### O QUE FAZER
(a) Copie do trecho fornecido o segmento que vai de "Enfim, que a" até "Terra do Nunca.".
(b) Segundo o trecho fornecido, onde foram praticados os crimes que levaram muita gente a demonizar os adolescentes?

### TRECHO FORNECIDO
▽

Que jogava um War cujo tabuleiro era o próprio cotidiano.

Recentemente, um arrastão de manchetes levou muita gente a demonizar esses adolescentes em razão dos crimes praticados por eles numa famosa praia carioca. Psicopatas, gritaram uns. Não têm caráter, berraram outros. Como se de repente um surto de psicopatia e mau-caratismo tivesse atingido apenas meninos pobres, negros e moradores da periferia – meninos cujo caminho até aquela areia nunca chegou perto do tapete macio por onde um dia deslizamos nossos autoramas.

(Só um parêntese de esclarecimento: tentar entender por que este ou aquele jovem ingressou na tripulação do Capitão Gancho não significa defender a impunidade. Toda pirataria deve ser combatida e castigada. No entanto, mandar para a prancha o pequeno Alma Negra sem compreender a origem de sua vilania seria tão inócuo quanto tratar uma febre sem curar a infecção.)

Enfim, que a data a ser comemorada amanhã vá além de saudades coloridas e álbuns desbotados. Que seja também um cantinho do pensamento para todos nós. Não vai fazer mal nenhum dedicarmos um minuto de silêncio às crianças que – ao tirarem a cartela do revés no Banco Imobiliário da vida – tiveram mais que suas infâncias roubadas.

Perderam a chance de construir a própria Terra do Nunca.

△

### DADOS DO CONJUNTO

▽

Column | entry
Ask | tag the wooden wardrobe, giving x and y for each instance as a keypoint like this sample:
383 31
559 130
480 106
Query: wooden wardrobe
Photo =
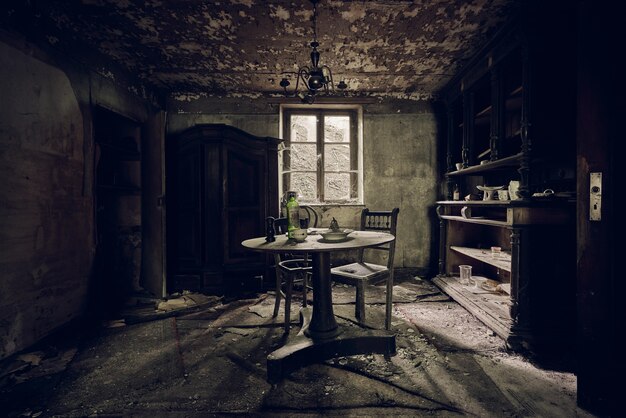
222 183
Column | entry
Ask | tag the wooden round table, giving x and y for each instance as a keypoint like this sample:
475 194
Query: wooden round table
325 338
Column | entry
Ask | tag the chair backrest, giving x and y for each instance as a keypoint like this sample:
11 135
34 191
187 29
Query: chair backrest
380 221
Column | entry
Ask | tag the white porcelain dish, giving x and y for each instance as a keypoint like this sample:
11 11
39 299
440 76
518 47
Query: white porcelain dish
329 235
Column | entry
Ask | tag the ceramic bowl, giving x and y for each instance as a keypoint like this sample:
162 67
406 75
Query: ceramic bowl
335 235
299 235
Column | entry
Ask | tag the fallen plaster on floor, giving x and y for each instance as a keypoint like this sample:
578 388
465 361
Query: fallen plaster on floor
213 362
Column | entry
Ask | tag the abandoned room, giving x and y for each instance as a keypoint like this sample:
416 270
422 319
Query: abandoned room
309 207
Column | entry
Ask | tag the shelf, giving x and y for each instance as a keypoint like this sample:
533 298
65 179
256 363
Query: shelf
124 153
476 202
489 307
484 255
129 190
506 162
477 220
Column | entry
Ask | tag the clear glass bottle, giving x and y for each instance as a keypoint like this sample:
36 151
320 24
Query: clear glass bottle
293 214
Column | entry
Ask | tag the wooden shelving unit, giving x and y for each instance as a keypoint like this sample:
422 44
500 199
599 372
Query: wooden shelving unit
510 119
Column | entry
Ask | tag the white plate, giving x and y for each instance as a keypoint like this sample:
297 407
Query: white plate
336 235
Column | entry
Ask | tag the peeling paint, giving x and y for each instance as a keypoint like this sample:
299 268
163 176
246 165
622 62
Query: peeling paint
393 48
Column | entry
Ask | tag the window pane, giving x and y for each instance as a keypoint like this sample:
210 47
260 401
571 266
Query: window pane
306 186
336 128
337 157
303 128
303 157
337 186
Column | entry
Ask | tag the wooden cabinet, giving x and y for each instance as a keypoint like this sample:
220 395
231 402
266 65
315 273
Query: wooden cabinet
222 184
511 117
526 294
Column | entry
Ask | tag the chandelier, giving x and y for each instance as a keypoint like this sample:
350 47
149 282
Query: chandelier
316 78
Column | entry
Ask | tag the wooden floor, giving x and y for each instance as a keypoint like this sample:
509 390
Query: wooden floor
490 307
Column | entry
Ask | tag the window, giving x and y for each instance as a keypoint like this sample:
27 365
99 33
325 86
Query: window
321 157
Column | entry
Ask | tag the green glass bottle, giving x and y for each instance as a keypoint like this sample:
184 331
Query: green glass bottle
293 214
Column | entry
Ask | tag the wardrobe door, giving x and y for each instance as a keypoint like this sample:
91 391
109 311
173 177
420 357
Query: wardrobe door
244 196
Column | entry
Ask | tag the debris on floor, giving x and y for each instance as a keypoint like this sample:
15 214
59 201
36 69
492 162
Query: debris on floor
177 304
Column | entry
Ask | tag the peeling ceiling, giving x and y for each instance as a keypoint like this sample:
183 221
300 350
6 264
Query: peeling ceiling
400 48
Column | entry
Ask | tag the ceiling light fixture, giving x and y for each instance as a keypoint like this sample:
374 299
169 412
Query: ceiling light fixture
317 78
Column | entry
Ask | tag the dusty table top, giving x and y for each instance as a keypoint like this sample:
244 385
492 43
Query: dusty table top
316 243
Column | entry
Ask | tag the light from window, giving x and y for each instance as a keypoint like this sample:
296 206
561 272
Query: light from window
320 159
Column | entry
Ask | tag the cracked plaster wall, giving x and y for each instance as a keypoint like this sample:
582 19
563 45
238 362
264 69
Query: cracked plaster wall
400 162
46 163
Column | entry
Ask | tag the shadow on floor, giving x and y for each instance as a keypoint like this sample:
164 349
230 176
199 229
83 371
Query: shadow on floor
211 361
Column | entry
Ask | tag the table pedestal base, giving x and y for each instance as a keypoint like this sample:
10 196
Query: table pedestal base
302 350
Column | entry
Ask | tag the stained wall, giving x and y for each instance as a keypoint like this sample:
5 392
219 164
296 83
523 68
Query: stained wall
46 193
399 161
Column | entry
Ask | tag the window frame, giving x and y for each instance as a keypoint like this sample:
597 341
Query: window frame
355 142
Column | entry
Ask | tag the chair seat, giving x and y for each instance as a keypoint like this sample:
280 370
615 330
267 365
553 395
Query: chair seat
360 271
295 265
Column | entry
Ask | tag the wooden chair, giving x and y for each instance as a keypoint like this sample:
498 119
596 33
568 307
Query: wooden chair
290 269
360 273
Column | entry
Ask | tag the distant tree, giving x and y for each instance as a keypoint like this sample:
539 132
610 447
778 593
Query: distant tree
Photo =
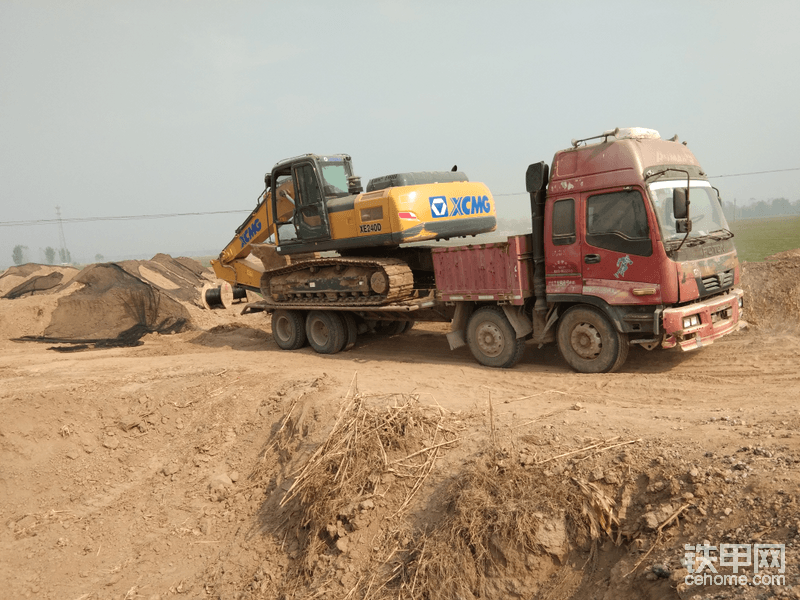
781 206
18 254
64 255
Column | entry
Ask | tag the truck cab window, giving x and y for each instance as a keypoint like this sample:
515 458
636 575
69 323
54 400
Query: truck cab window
618 221
564 222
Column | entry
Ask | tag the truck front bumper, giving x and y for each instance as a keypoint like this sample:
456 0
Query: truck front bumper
716 317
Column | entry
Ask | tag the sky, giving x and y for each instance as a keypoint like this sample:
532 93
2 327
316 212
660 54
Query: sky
112 108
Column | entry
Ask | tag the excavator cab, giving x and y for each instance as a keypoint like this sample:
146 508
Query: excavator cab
313 181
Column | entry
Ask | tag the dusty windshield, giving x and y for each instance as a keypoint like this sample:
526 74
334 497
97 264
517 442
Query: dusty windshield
334 175
704 210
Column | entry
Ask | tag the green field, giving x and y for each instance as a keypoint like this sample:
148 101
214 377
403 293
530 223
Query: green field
758 238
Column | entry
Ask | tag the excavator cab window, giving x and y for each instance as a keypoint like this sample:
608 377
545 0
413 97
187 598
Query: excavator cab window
334 175
310 214
284 186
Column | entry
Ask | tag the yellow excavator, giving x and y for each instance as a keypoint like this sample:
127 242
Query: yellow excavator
317 239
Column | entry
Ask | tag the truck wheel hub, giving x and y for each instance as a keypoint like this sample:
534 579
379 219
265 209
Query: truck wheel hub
586 341
490 339
319 332
283 328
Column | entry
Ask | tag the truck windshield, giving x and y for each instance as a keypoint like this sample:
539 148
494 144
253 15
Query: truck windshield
335 179
704 210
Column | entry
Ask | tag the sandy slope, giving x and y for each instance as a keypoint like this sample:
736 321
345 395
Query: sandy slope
155 471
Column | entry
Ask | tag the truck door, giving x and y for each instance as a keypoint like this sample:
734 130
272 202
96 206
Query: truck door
563 254
311 216
619 264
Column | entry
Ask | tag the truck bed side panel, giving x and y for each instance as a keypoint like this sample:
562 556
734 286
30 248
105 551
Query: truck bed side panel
497 271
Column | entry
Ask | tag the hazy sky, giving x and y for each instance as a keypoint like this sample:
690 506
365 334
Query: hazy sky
126 108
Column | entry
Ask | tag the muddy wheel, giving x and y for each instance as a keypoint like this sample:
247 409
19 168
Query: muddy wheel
589 342
492 339
326 331
351 327
288 329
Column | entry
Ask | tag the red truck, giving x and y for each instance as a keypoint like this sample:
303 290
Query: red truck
629 245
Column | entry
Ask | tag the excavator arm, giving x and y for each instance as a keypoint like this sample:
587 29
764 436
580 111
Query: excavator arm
233 264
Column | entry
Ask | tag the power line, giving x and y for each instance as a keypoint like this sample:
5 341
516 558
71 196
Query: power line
226 212
755 173
120 218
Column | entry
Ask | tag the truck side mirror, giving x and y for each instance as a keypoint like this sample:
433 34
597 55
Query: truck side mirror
536 177
680 204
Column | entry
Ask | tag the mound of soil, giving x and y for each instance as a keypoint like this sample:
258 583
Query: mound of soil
105 304
17 282
772 291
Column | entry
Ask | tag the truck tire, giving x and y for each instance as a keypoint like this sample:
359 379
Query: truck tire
326 331
351 327
589 342
288 329
492 339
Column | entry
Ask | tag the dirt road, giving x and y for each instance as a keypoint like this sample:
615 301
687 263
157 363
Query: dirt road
154 472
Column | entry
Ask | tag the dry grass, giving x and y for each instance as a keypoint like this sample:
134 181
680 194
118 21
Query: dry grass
497 508
366 443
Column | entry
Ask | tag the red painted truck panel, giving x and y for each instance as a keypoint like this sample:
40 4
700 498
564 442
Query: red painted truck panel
498 271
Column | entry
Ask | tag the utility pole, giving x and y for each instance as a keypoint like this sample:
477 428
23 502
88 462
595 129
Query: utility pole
64 252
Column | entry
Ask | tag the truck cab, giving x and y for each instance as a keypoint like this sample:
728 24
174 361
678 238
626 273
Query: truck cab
634 233
628 245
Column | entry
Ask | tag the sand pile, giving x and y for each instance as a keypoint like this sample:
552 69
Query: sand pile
30 279
772 292
103 304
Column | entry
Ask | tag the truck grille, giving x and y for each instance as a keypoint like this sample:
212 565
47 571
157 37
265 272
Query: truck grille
718 281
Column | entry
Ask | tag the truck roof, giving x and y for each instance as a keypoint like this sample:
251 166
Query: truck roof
630 159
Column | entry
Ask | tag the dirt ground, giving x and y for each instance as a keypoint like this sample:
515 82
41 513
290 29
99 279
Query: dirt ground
211 464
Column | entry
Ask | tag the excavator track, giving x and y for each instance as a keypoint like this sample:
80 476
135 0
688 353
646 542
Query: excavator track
339 282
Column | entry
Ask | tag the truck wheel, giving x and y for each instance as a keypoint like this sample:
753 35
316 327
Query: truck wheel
590 343
492 339
326 331
351 327
288 329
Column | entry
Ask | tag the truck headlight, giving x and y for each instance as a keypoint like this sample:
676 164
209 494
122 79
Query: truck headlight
691 321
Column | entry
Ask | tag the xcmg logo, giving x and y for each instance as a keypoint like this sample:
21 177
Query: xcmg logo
465 205
248 233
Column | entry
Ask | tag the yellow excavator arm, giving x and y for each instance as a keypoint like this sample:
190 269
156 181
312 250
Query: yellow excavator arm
315 204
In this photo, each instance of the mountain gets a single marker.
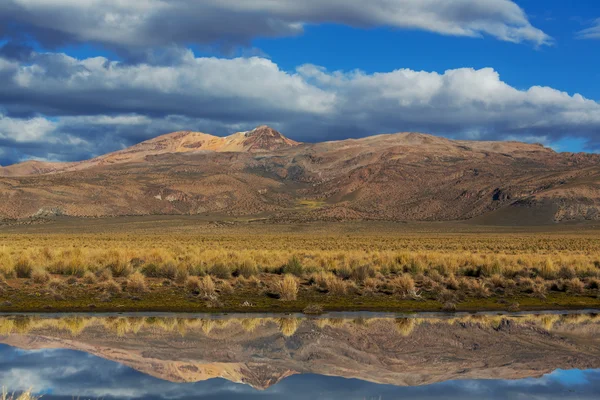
(263, 174)
(262, 351)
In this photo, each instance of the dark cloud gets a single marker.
(134, 25)
(74, 109)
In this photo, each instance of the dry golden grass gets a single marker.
(287, 288)
(136, 283)
(23, 396)
(408, 265)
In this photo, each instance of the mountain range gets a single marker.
(264, 175)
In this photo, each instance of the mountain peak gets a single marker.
(265, 138)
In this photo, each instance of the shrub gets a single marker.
(181, 276)
(55, 284)
(287, 288)
(294, 267)
(40, 276)
(479, 289)
(192, 284)
(335, 285)
(136, 283)
(540, 290)
(548, 270)
(247, 268)
(118, 266)
(220, 270)
(452, 282)
(567, 272)
(111, 286)
(362, 272)
(23, 267)
(204, 287)
(593, 283)
(575, 286)
(371, 285)
(207, 287)
(89, 278)
(226, 288)
(498, 281)
(404, 285)
(105, 275)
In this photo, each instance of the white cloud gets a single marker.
(96, 105)
(592, 32)
(25, 130)
(155, 23)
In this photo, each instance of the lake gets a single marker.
(335, 356)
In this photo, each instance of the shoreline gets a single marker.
(327, 304)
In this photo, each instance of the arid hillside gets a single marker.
(262, 174)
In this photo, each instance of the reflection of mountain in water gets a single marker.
(262, 351)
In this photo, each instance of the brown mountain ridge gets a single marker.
(263, 174)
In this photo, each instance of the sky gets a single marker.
(80, 78)
(67, 374)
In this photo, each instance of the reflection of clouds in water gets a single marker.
(64, 374)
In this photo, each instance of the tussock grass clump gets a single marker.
(23, 267)
(136, 283)
(112, 287)
(181, 276)
(293, 267)
(89, 278)
(330, 283)
(287, 288)
(574, 286)
(404, 286)
(220, 270)
(204, 287)
(55, 284)
(39, 276)
(246, 268)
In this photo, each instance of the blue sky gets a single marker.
(87, 77)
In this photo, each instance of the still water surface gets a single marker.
(337, 356)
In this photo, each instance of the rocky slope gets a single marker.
(260, 173)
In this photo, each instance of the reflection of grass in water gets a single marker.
(406, 326)
(311, 204)
(288, 326)
(123, 326)
(23, 396)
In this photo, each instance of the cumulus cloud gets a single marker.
(58, 107)
(592, 32)
(133, 25)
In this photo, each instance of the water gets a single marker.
(337, 356)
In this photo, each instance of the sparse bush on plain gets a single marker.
(40, 276)
(404, 286)
(136, 283)
(294, 267)
(287, 288)
(220, 270)
(23, 267)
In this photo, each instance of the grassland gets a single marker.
(190, 264)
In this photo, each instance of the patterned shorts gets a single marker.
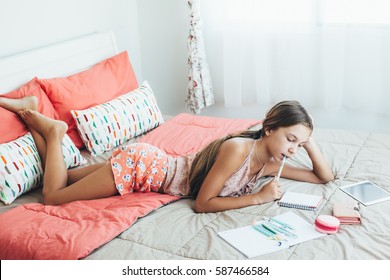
(138, 167)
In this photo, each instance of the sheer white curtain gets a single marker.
(327, 53)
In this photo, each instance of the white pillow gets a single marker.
(21, 166)
(108, 125)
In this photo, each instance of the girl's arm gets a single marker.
(321, 172)
(229, 159)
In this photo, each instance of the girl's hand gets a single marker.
(269, 192)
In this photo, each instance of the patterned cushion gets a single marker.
(21, 167)
(108, 125)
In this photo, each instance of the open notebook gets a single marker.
(300, 200)
(252, 243)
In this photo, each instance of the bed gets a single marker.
(170, 229)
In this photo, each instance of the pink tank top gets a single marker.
(239, 183)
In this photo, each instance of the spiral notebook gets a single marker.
(252, 243)
(300, 200)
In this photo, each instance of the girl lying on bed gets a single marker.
(220, 177)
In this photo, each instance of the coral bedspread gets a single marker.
(74, 230)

△

### RESPOSTAS POR TAREFA
(a)
Enfim, que a data a ser comemorada amanhã vá além de saudades coloridas e álbuns desbotados. Que seja também um cantinho do pensamento para todos nós. Não vai fazer mal nenhum dedicarmos um minuto de silêncio às crianças que – ao tirarem a cartela do revés no Banco Imobiliário da vida – tiveram mais que suas infâncias roubadas.

Perderam a chance de construir a própria Terra do Nunca.

(b) Numa famosa praia carioca.